--- Document ---
Robert K. Speer (1927-1928)


Third President

At the age of 28 and still a bachelor, Robert K. Speer was elected president at the annual NAAS Business session In New York City on January 22, 1927. He was the first man to be elected NAAS president. He was Assistant Director of the Bureau of Educational Service at TC, a position he took in 1924, two years after he received his master’s degree from that institution.

Born in Peterboro, Ontario, Canada, Robert Speer’s family moved to Sault Ste. Marie when he was three years old and to Fort William when he was eight. He graduated from the Fort William Collegiate Insti­tute in 1914 and came to the United States where he was naturalized 10 years later. At Michigan State Normal College (now Eastern Michigan University, Ypsilanti), Speer completed his graded teaching cer­tificate course in August 1915. He was an elementary school Principal in Moreville during 1915-16 and Teacher at the high school in Minden City from 1916-18.

--- Objective 1 ---
Answer these questions using the account of Robert K. Speer.
(a) How old was Speer when he was elected NAAS president?
(b) In what year did he graduate from the Fort William Collegiate Institute?
(c) Where did he serve as an elementary school principal during 1915-16?

--- Dataset ---
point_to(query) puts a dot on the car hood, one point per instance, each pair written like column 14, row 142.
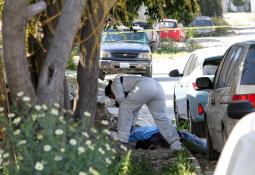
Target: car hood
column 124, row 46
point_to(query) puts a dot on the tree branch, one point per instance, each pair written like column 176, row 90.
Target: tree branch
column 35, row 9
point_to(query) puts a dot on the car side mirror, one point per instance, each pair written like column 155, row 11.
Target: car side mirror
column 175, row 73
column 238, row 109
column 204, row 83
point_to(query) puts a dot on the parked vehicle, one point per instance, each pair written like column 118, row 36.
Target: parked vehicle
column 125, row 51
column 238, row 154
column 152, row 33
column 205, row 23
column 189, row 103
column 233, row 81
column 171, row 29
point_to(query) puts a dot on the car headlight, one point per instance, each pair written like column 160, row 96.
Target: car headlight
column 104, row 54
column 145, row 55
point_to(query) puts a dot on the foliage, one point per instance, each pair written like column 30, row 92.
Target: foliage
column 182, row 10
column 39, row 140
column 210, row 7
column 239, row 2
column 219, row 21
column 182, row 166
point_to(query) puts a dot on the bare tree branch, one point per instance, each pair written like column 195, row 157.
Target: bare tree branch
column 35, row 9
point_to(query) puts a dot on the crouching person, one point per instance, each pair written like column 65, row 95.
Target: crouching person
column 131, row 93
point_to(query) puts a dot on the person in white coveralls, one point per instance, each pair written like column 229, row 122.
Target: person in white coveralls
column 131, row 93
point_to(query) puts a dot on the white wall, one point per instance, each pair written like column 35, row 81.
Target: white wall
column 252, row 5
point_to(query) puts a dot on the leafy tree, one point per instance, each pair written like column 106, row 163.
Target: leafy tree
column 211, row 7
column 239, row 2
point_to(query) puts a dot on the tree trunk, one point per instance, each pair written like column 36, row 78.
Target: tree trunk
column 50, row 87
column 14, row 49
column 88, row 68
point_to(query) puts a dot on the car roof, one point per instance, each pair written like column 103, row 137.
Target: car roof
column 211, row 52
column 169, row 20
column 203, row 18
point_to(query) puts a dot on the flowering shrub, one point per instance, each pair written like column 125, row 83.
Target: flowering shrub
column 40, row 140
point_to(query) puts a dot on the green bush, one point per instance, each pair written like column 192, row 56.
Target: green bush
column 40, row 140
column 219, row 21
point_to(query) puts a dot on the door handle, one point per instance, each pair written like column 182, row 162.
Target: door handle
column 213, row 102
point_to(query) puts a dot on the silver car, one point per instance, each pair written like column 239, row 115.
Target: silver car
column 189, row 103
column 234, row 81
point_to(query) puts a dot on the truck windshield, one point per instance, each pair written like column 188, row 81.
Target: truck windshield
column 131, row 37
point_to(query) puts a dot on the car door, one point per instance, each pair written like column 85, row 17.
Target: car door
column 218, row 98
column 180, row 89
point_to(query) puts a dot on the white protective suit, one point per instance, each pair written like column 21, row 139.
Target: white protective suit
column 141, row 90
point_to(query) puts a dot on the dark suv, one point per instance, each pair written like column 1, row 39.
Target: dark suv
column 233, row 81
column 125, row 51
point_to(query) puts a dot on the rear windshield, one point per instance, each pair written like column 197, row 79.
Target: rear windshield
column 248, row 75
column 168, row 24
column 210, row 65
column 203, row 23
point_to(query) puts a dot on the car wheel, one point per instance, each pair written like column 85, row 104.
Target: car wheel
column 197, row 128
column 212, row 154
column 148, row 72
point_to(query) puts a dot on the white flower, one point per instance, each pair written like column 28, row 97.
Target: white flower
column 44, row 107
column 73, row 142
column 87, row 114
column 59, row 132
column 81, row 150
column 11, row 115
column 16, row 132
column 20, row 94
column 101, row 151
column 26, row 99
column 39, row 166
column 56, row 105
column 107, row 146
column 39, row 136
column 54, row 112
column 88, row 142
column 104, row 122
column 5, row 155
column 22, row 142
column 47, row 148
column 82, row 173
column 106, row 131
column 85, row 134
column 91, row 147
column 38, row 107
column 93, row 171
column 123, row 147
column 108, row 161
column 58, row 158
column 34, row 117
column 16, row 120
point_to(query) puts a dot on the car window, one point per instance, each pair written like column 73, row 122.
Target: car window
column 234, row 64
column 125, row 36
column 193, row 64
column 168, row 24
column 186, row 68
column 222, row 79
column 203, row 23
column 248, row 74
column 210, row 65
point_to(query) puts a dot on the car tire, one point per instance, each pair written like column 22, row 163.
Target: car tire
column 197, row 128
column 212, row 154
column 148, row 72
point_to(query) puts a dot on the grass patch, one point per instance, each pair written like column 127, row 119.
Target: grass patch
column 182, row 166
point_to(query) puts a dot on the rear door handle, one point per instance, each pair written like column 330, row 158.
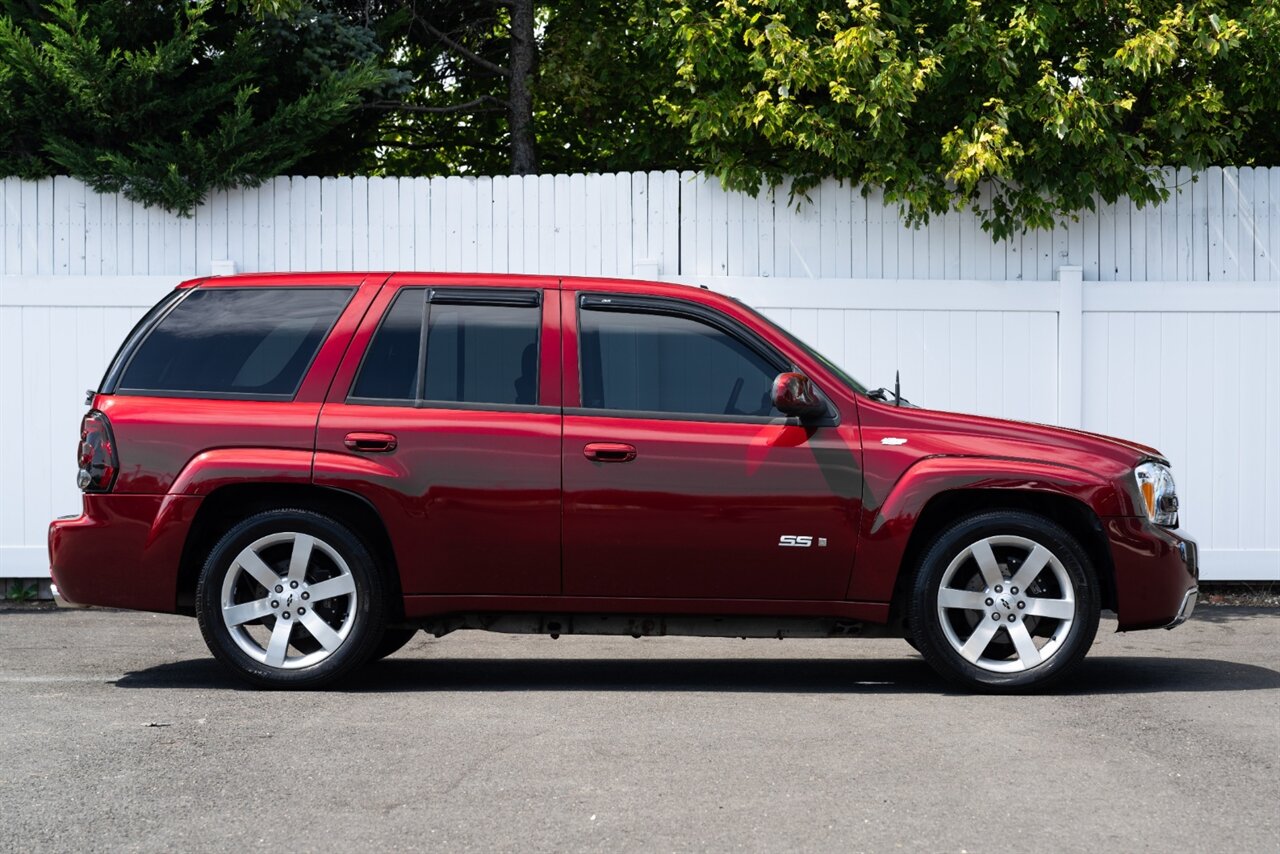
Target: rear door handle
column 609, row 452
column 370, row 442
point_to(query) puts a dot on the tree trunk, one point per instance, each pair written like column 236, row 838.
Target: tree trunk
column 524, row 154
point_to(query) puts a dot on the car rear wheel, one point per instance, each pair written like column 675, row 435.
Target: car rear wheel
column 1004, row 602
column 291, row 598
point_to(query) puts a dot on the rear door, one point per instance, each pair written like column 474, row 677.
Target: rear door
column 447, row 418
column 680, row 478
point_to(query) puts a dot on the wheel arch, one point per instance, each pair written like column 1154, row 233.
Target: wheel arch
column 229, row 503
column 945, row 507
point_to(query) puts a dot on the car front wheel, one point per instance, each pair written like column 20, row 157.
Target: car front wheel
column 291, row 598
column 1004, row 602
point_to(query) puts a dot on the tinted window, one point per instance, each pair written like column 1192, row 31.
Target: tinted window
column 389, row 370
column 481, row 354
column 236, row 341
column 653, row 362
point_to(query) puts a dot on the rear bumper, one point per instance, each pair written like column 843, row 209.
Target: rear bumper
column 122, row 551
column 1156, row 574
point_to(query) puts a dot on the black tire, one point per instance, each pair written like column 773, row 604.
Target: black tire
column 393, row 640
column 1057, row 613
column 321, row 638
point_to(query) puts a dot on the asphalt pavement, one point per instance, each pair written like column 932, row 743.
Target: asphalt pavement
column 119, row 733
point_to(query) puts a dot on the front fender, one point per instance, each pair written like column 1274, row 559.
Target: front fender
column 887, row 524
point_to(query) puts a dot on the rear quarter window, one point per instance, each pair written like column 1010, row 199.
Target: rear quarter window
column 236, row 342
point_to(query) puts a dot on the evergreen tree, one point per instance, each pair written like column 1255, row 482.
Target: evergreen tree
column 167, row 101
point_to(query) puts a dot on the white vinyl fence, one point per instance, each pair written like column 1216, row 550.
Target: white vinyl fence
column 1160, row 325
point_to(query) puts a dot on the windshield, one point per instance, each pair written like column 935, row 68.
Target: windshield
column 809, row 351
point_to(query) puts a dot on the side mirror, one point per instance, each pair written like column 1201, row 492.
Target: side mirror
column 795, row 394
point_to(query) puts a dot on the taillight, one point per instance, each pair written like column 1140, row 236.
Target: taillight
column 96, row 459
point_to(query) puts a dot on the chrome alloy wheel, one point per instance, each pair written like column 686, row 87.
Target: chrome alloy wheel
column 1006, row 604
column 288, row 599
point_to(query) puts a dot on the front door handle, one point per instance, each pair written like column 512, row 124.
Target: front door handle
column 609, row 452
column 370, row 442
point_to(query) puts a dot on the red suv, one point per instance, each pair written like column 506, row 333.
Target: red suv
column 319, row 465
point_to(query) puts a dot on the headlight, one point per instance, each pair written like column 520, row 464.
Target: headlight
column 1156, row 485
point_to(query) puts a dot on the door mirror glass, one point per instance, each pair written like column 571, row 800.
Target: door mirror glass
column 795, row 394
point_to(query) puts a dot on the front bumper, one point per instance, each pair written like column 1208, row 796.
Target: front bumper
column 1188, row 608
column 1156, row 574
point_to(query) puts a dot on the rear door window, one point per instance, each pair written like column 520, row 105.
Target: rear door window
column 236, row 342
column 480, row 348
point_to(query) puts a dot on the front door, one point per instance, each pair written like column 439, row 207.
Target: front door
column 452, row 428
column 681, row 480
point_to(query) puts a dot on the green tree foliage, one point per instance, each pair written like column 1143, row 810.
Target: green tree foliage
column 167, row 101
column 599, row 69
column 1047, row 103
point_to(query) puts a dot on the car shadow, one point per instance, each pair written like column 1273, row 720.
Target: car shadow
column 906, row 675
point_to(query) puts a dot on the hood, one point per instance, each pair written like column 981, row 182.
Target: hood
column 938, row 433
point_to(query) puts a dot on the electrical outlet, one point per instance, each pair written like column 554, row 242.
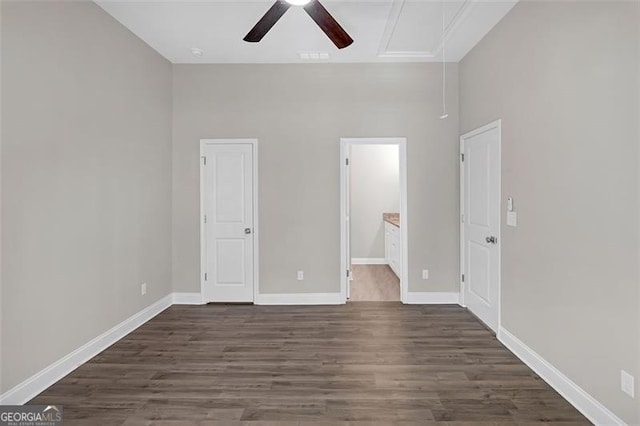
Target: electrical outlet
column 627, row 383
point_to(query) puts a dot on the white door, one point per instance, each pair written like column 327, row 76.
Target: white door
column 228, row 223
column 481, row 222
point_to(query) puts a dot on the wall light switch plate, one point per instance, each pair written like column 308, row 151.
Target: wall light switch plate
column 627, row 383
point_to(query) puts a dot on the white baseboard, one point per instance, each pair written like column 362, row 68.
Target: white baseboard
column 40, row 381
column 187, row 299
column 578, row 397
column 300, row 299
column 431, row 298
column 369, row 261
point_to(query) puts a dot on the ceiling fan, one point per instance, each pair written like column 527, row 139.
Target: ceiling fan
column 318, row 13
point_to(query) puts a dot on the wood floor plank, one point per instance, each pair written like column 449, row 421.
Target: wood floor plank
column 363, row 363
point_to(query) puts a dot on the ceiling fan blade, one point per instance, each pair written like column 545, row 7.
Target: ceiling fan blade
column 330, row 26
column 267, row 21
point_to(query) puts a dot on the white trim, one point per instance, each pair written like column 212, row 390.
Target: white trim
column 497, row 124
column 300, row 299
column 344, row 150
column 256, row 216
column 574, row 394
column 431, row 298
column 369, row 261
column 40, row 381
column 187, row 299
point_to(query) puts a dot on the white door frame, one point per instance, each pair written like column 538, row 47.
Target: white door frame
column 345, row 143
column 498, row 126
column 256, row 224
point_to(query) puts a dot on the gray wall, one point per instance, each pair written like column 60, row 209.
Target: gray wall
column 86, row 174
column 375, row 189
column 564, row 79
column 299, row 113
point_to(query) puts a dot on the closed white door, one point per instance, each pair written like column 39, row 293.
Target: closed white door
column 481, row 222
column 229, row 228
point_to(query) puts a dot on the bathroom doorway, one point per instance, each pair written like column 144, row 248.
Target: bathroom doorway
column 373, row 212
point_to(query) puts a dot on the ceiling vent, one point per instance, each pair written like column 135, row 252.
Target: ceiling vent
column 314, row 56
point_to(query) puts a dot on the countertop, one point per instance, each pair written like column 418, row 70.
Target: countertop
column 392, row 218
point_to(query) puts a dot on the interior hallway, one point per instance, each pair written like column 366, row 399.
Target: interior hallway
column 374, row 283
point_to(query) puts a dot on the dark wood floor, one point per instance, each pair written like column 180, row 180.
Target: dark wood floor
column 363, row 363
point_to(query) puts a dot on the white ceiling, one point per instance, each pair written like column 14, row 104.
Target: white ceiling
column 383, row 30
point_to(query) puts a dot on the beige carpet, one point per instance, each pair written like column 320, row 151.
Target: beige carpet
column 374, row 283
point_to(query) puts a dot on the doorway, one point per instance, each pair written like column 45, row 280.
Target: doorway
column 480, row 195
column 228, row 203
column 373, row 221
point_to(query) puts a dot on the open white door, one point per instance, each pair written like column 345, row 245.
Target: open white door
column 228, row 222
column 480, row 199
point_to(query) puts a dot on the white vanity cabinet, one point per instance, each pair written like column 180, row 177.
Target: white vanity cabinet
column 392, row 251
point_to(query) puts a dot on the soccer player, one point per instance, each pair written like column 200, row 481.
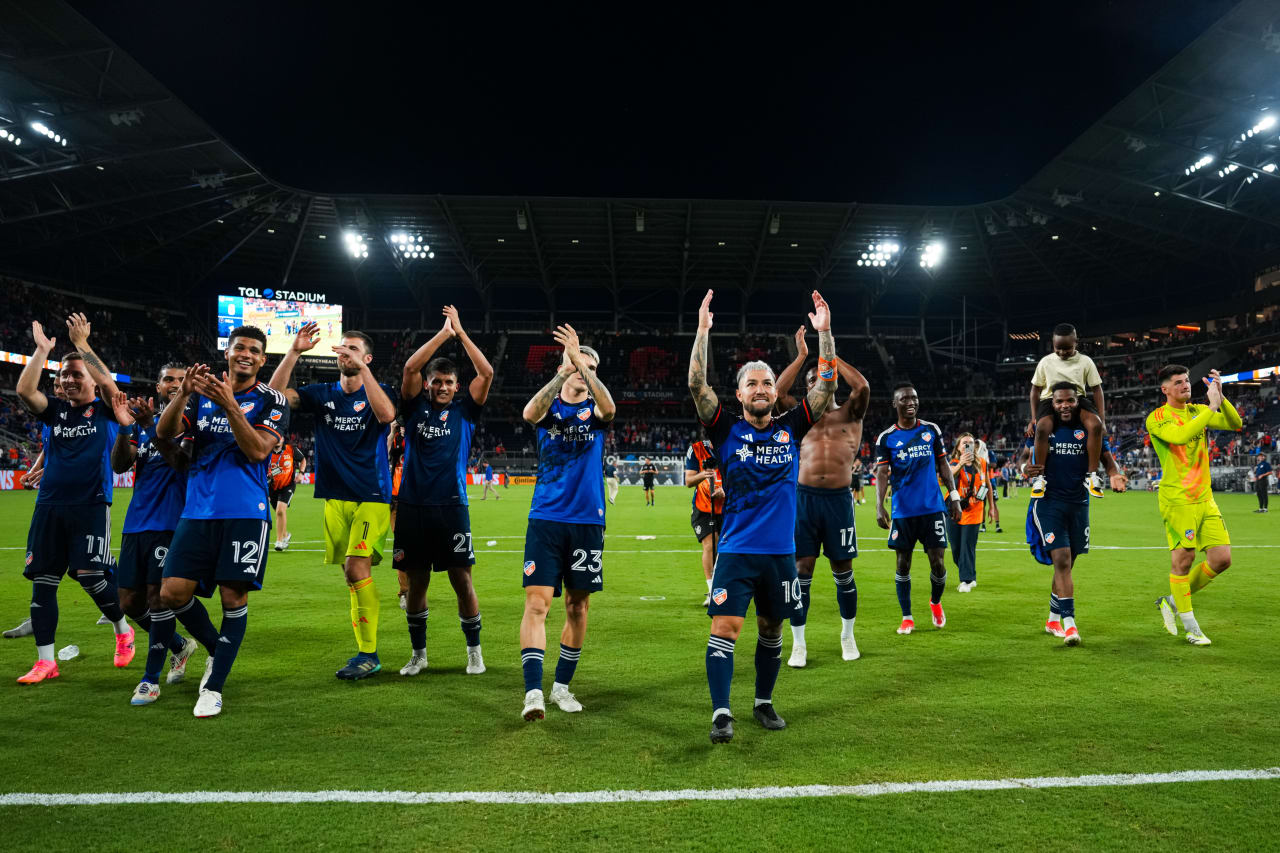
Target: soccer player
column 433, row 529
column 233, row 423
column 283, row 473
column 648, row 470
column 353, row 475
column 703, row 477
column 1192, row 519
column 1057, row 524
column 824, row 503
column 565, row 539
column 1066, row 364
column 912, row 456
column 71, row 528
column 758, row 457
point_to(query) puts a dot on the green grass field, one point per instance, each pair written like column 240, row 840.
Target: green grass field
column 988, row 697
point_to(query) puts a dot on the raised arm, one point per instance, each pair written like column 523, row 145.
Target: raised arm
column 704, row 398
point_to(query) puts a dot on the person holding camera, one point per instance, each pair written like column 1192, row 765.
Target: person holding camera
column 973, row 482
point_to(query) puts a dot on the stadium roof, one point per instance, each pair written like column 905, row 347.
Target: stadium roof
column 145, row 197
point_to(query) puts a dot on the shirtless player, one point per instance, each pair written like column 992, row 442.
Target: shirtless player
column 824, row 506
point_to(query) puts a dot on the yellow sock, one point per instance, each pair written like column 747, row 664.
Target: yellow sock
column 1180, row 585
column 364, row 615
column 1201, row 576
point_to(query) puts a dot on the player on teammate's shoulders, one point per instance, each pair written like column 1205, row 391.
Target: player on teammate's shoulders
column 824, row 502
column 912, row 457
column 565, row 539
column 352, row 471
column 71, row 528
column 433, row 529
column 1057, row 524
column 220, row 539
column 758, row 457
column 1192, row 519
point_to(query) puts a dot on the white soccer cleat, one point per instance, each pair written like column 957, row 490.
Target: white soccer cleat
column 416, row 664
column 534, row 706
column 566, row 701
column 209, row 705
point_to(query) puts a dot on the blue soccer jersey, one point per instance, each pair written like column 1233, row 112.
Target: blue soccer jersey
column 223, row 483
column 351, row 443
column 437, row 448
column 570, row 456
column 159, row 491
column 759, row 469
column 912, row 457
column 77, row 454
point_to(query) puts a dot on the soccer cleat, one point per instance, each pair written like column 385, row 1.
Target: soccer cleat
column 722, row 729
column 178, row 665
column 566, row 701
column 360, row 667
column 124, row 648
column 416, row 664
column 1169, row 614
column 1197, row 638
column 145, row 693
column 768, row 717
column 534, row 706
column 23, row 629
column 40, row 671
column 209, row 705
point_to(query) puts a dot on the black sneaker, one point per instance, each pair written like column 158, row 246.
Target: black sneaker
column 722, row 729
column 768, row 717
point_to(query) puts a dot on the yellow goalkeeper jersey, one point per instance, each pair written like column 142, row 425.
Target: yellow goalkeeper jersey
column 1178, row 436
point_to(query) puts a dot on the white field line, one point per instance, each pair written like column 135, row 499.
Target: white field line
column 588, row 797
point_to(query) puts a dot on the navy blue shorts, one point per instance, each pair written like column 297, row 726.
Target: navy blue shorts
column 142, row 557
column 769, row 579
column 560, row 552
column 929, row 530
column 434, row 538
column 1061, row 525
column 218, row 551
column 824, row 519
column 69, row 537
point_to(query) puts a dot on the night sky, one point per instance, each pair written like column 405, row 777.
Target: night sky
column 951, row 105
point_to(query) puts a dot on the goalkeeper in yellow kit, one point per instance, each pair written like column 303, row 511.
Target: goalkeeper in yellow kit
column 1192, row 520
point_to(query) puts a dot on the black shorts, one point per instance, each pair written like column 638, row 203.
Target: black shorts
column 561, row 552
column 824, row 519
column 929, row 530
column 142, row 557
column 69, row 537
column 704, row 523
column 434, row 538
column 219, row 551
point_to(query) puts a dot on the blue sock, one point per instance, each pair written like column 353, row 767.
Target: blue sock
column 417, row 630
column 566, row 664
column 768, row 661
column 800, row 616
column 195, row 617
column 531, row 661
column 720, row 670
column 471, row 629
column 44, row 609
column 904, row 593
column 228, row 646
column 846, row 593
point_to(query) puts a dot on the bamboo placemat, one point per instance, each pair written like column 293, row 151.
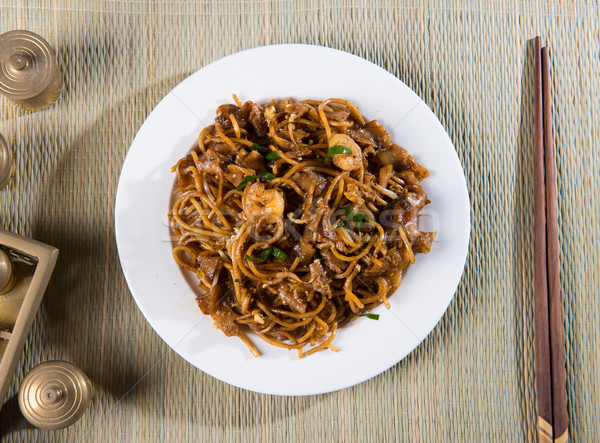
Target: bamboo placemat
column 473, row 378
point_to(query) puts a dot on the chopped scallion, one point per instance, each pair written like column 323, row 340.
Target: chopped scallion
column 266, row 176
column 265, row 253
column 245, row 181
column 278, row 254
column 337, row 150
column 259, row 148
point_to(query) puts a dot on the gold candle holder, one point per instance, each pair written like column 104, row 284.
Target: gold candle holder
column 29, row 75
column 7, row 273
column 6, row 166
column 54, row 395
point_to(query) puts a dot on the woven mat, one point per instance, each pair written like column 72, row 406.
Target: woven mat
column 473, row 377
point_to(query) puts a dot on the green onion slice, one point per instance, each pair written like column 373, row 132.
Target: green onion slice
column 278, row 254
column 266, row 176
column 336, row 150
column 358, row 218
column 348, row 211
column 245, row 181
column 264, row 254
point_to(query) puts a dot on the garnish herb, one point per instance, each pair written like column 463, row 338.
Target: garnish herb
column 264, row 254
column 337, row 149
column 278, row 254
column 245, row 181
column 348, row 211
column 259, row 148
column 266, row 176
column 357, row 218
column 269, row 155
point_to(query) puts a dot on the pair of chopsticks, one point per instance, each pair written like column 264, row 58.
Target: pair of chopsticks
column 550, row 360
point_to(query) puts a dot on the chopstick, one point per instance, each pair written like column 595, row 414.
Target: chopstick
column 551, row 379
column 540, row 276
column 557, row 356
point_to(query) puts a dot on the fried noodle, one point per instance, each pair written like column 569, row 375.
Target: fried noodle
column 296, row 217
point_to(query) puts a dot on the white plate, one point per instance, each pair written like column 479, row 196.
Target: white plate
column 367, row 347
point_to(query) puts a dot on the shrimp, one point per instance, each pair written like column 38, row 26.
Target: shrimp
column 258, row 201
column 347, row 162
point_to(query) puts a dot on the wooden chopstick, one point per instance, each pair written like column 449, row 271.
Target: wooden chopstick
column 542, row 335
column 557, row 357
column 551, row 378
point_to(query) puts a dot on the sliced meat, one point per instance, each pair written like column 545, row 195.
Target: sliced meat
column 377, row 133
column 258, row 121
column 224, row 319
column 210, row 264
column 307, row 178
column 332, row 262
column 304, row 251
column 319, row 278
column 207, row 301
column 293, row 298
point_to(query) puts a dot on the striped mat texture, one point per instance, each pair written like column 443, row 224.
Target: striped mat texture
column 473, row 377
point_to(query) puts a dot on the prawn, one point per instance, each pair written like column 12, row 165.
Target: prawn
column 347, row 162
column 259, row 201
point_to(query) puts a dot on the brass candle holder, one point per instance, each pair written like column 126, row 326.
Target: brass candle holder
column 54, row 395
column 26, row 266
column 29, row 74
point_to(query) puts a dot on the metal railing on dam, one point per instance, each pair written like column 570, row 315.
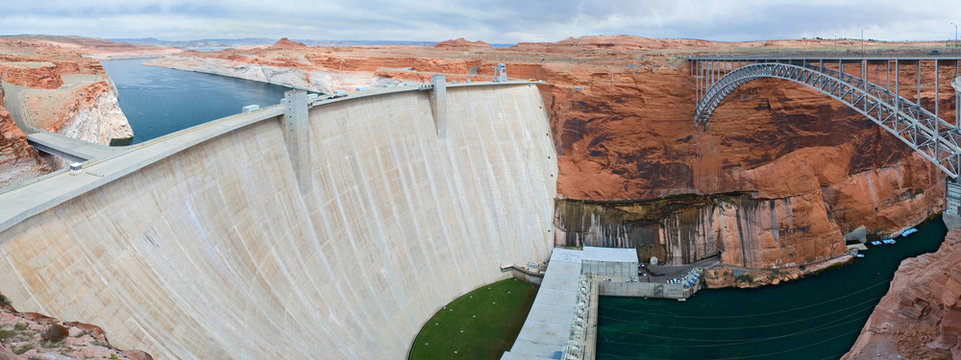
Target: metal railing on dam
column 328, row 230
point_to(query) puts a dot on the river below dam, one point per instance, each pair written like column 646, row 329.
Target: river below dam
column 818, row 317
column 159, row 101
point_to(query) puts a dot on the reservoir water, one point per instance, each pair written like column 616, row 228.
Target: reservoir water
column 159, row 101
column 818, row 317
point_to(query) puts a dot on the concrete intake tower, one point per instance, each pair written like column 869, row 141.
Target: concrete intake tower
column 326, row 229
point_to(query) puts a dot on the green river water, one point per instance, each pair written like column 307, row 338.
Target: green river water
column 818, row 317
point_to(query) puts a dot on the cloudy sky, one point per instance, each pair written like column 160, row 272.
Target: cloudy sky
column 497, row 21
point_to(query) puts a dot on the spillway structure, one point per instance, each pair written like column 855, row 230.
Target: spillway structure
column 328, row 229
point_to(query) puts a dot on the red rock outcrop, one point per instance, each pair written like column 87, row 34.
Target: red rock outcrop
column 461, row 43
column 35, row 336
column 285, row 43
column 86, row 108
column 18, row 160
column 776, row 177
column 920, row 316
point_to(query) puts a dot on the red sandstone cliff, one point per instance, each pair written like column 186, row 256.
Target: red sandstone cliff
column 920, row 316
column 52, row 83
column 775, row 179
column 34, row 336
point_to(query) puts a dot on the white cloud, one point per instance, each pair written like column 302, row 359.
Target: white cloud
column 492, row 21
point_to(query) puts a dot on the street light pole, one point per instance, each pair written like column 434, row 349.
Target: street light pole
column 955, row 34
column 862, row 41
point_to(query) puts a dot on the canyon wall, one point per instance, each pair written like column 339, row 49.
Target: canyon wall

--- Objective 2 ---
Format the lines of the entries as a numbered list, from the line containing "point_to(query) puts a dot on the black sneaker, one" down to the line containing "column 588, row 797", including both, and omit any blank lines.

--- Correct output 1 ---
(a) He was 28.
(b) 1914.
(c) Moreville.

--- Correct output 2 ---
1. point_to(query) puts a dot on the black sneaker, one point per instance, each pair written like column 158, row 246.
2. Target: black sneaker
3. column 722, row 729
4. column 768, row 717
5. point_to(query) puts a dot on the yellow goalkeeper jersey, one point per instance, each pair written like column 142, row 425.
6. Target: yellow goalkeeper jersey
7. column 1178, row 436
8. point_to(query) puts a dot on the white field line, one point per instance, each pair written like column 135, row 499.
9. Target: white field line
10. column 588, row 797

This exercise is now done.